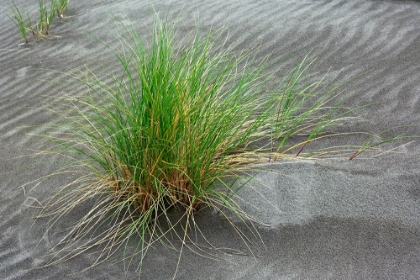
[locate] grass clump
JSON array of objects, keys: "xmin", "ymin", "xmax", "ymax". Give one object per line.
[
  {"xmin": 56, "ymin": 0, "xmax": 70, "ymax": 18},
  {"xmin": 8, "ymin": 0, "xmax": 69, "ymax": 44},
  {"xmin": 32, "ymin": 13, "xmax": 398, "ymax": 278}
]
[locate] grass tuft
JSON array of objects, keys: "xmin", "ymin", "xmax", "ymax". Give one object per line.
[{"xmin": 8, "ymin": 2, "xmax": 32, "ymax": 44}]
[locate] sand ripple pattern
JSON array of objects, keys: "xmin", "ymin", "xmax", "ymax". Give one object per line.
[{"xmin": 0, "ymin": 0, "xmax": 420, "ymax": 279}]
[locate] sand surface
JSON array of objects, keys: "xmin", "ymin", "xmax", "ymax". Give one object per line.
[{"xmin": 0, "ymin": 0, "xmax": 420, "ymax": 279}]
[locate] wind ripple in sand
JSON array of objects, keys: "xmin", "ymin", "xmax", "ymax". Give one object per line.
[{"xmin": 0, "ymin": 0, "xmax": 420, "ymax": 279}]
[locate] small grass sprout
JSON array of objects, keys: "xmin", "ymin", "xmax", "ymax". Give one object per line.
[
  {"xmin": 31, "ymin": 12, "xmax": 406, "ymax": 278},
  {"xmin": 8, "ymin": 2, "xmax": 33, "ymax": 44},
  {"xmin": 37, "ymin": 0, "xmax": 58, "ymax": 38}
]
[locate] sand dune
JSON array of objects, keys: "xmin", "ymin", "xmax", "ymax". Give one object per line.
[{"xmin": 0, "ymin": 0, "xmax": 420, "ymax": 279}]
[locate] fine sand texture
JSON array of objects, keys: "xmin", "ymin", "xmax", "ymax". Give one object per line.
[{"xmin": 0, "ymin": 0, "xmax": 420, "ymax": 279}]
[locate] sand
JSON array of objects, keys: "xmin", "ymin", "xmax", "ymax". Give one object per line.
[{"xmin": 0, "ymin": 0, "xmax": 420, "ymax": 279}]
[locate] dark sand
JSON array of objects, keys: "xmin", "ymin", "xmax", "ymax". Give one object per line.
[{"xmin": 0, "ymin": 0, "xmax": 420, "ymax": 279}]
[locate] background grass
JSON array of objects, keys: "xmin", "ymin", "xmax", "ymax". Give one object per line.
[{"xmin": 29, "ymin": 11, "xmax": 404, "ymax": 278}]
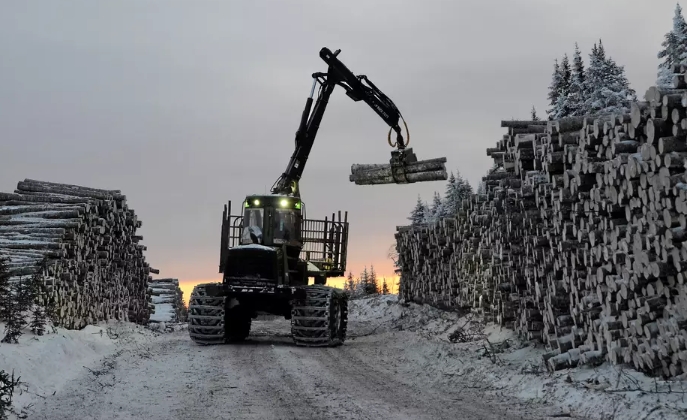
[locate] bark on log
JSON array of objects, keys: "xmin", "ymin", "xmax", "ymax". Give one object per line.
[
  {"xmin": 0, "ymin": 179, "xmax": 153, "ymax": 329},
  {"xmin": 395, "ymin": 85, "xmax": 687, "ymax": 377}
]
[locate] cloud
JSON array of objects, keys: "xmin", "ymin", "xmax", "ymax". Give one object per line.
[{"xmin": 0, "ymin": 0, "xmax": 674, "ymax": 278}]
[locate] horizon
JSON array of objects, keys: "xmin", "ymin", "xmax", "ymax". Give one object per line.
[{"xmin": 0, "ymin": 0, "xmax": 676, "ymax": 299}]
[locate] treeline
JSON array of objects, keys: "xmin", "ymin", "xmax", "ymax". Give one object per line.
[
  {"xmin": 0, "ymin": 256, "xmax": 55, "ymax": 419},
  {"xmin": 547, "ymin": 39, "xmax": 637, "ymax": 120},
  {"xmin": 656, "ymin": 3, "xmax": 687, "ymax": 89},
  {"xmin": 344, "ymin": 266, "xmax": 390, "ymax": 298},
  {"xmin": 544, "ymin": 3, "xmax": 687, "ymax": 120},
  {"xmin": 408, "ymin": 171, "xmax": 473, "ymax": 225}
]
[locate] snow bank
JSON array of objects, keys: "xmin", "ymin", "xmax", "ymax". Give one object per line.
[
  {"xmin": 0, "ymin": 322, "xmax": 154, "ymax": 412},
  {"xmin": 349, "ymin": 295, "xmax": 687, "ymax": 420}
]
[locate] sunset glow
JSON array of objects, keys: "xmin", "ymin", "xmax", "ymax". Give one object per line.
[{"xmin": 179, "ymin": 262, "xmax": 399, "ymax": 305}]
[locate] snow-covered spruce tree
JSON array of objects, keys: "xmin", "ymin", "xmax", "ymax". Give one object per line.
[
  {"xmin": 0, "ymin": 370, "xmax": 20, "ymax": 420},
  {"xmin": 443, "ymin": 172, "xmax": 460, "ymax": 216},
  {"xmin": 546, "ymin": 59, "xmax": 562, "ymax": 120},
  {"xmin": 456, "ymin": 172, "xmax": 473, "ymax": 204},
  {"xmin": 0, "ymin": 256, "xmax": 12, "ymax": 321},
  {"xmin": 353, "ymin": 266, "xmax": 367, "ymax": 297},
  {"xmin": 0, "ymin": 279, "xmax": 26, "ymax": 343},
  {"xmin": 344, "ymin": 271, "xmax": 355, "ymax": 295},
  {"xmin": 408, "ymin": 194, "xmax": 429, "ymax": 225},
  {"xmin": 28, "ymin": 268, "xmax": 48, "ymax": 335},
  {"xmin": 365, "ymin": 265, "xmax": 379, "ymax": 295},
  {"xmin": 554, "ymin": 54, "xmax": 572, "ymax": 119},
  {"xmin": 425, "ymin": 191, "xmax": 444, "ymax": 223},
  {"xmin": 547, "ymin": 55, "xmax": 571, "ymax": 120},
  {"xmin": 567, "ymin": 42, "xmax": 587, "ymax": 116},
  {"xmin": 29, "ymin": 305, "xmax": 47, "ymax": 335},
  {"xmin": 585, "ymin": 40, "xmax": 637, "ymax": 114},
  {"xmin": 656, "ymin": 3, "xmax": 687, "ymax": 88}
]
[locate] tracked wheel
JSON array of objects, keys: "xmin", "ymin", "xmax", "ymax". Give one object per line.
[
  {"xmin": 224, "ymin": 300, "xmax": 252, "ymax": 343},
  {"xmin": 188, "ymin": 283, "xmax": 225, "ymax": 345},
  {"xmin": 291, "ymin": 285, "xmax": 348, "ymax": 347}
]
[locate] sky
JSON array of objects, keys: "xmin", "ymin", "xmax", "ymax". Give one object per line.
[{"xmin": 0, "ymin": 0, "xmax": 675, "ymax": 297}]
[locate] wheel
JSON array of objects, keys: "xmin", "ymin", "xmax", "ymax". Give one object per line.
[
  {"xmin": 224, "ymin": 299, "xmax": 253, "ymax": 343},
  {"xmin": 291, "ymin": 286, "xmax": 348, "ymax": 347},
  {"xmin": 188, "ymin": 283, "xmax": 225, "ymax": 345}
]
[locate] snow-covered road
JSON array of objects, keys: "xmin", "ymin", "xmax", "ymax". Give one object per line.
[
  {"xmin": 14, "ymin": 296, "xmax": 687, "ymax": 420},
  {"xmin": 29, "ymin": 320, "xmax": 544, "ymax": 420}
]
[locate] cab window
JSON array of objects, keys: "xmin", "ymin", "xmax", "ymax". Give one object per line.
[
  {"xmin": 273, "ymin": 210, "xmax": 300, "ymax": 242},
  {"xmin": 243, "ymin": 209, "xmax": 265, "ymax": 230}
]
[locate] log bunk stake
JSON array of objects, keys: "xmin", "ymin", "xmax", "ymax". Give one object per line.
[
  {"xmin": 148, "ymin": 279, "xmax": 185, "ymax": 323},
  {"xmin": 395, "ymin": 65, "xmax": 687, "ymax": 378},
  {"xmin": 0, "ymin": 179, "xmax": 159, "ymax": 329}
]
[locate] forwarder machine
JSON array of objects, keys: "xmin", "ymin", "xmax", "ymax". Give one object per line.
[{"xmin": 188, "ymin": 48, "xmax": 445, "ymax": 347}]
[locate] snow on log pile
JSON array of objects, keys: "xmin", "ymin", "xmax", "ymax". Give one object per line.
[
  {"xmin": 396, "ymin": 66, "xmax": 687, "ymax": 377},
  {"xmin": 0, "ymin": 179, "xmax": 158, "ymax": 329},
  {"xmin": 148, "ymin": 279, "xmax": 184, "ymax": 322}
]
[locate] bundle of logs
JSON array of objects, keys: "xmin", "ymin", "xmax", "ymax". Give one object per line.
[
  {"xmin": 148, "ymin": 279, "xmax": 185, "ymax": 323},
  {"xmin": 396, "ymin": 66, "xmax": 687, "ymax": 377},
  {"xmin": 0, "ymin": 179, "xmax": 158, "ymax": 329},
  {"xmin": 348, "ymin": 148, "xmax": 448, "ymax": 185}
]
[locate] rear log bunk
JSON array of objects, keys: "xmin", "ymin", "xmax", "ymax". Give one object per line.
[{"xmin": 0, "ymin": 179, "xmax": 158, "ymax": 329}]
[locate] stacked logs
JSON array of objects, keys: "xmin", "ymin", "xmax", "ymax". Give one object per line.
[
  {"xmin": 148, "ymin": 279, "xmax": 184, "ymax": 323},
  {"xmin": 396, "ymin": 66, "xmax": 687, "ymax": 377},
  {"xmin": 0, "ymin": 179, "xmax": 158, "ymax": 329}
]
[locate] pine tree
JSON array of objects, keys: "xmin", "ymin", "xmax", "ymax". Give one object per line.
[
  {"xmin": 426, "ymin": 191, "xmax": 444, "ymax": 223},
  {"xmin": 456, "ymin": 173, "xmax": 473, "ymax": 203},
  {"xmin": 382, "ymin": 277, "xmax": 389, "ymax": 295},
  {"xmin": 366, "ymin": 265, "xmax": 379, "ymax": 295},
  {"xmin": 443, "ymin": 172, "xmax": 460, "ymax": 217},
  {"xmin": 15, "ymin": 278, "xmax": 36, "ymax": 313},
  {"xmin": 408, "ymin": 194, "xmax": 428, "ymax": 225},
  {"xmin": 0, "ymin": 256, "xmax": 12, "ymax": 321},
  {"xmin": 355, "ymin": 266, "xmax": 368, "ymax": 296},
  {"xmin": 0, "ymin": 280, "xmax": 26, "ymax": 343},
  {"xmin": 656, "ymin": 3, "xmax": 687, "ymax": 88},
  {"xmin": 530, "ymin": 105, "xmax": 540, "ymax": 121},
  {"xmin": 585, "ymin": 40, "xmax": 637, "ymax": 114},
  {"xmin": 344, "ymin": 271, "xmax": 355, "ymax": 294},
  {"xmin": 546, "ymin": 59, "xmax": 563, "ymax": 120},
  {"xmin": 567, "ymin": 42, "xmax": 587, "ymax": 116},
  {"xmin": 553, "ymin": 54, "xmax": 572, "ymax": 120},
  {"xmin": 29, "ymin": 305, "xmax": 46, "ymax": 335}
]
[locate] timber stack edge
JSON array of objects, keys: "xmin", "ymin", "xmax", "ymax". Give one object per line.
[
  {"xmin": 0, "ymin": 179, "xmax": 159, "ymax": 329},
  {"xmin": 395, "ymin": 65, "xmax": 687, "ymax": 378}
]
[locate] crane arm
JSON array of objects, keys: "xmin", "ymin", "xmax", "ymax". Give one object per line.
[{"xmin": 272, "ymin": 47, "xmax": 408, "ymax": 196}]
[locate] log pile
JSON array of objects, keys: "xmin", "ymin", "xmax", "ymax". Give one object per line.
[
  {"xmin": 0, "ymin": 179, "xmax": 158, "ymax": 329},
  {"xmin": 148, "ymin": 279, "xmax": 185, "ymax": 323},
  {"xmin": 396, "ymin": 66, "xmax": 687, "ymax": 378}
]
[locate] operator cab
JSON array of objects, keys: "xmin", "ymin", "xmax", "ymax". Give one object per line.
[{"xmin": 241, "ymin": 195, "xmax": 305, "ymax": 248}]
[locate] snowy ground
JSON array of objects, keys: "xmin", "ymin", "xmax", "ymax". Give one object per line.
[{"xmin": 0, "ymin": 296, "xmax": 687, "ymax": 420}]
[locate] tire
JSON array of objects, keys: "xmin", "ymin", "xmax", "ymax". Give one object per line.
[
  {"xmin": 188, "ymin": 283, "xmax": 225, "ymax": 345},
  {"xmin": 224, "ymin": 302, "xmax": 253, "ymax": 343},
  {"xmin": 291, "ymin": 285, "xmax": 348, "ymax": 347}
]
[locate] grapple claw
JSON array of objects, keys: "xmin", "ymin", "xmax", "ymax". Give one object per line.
[{"xmin": 349, "ymin": 148, "xmax": 448, "ymax": 185}]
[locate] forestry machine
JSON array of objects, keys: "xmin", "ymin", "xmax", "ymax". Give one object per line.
[{"xmin": 188, "ymin": 48, "xmax": 445, "ymax": 347}]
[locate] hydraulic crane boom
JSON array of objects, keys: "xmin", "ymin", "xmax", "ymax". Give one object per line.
[{"xmin": 272, "ymin": 47, "xmax": 414, "ymax": 196}]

• [EXERCISE OBJECTIVE] Pick out and copy every line of the records that contains the word "machine". Only matches with the same capitalization count.

• [WRITTEN RESPONSE]
[locate] forwarder machine
[locate] forestry machine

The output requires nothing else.